Task statement: Copy out every line of the data below, including the lines that ask for points, and add 62 to each coordinate in the answers, leaving the sample coordinates in the asking lines unchanged. Leave the pictures out.

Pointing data
start
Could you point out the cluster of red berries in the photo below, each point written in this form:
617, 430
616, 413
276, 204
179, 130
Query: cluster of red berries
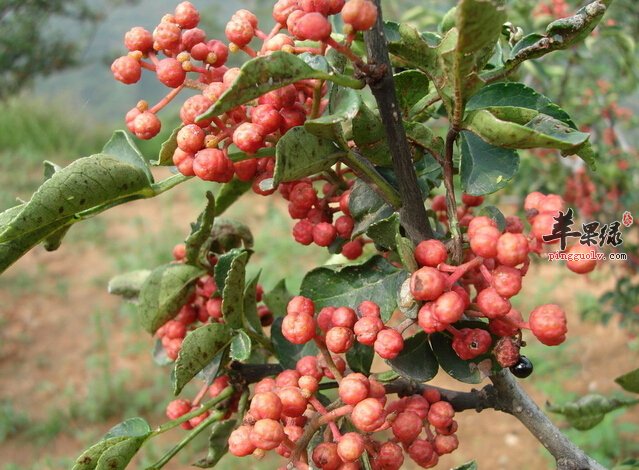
204, 307
494, 266
180, 407
553, 8
340, 327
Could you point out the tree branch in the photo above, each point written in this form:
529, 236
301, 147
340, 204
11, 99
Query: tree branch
379, 75
515, 401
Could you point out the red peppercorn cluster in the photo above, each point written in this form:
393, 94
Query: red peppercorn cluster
end
Output for this exercise:
Could you point out the cluster of red berries in the photo below, each point written in this form:
617, 430
616, 413
276, 204
179, 130
Query: cluster of red berries
266, 369
556, 328
242, 469
615, 70
402, 389
Could you point out the tree branch in the photo above, each point written in this form:
529, 236
301, 147
340, 204
11, 99
Query: tree branch
441, 137
577, 463
Could you point out the red peppercorn cluster in the photo above, each point written in this form:
393, 94
Query: red peppercorn cluster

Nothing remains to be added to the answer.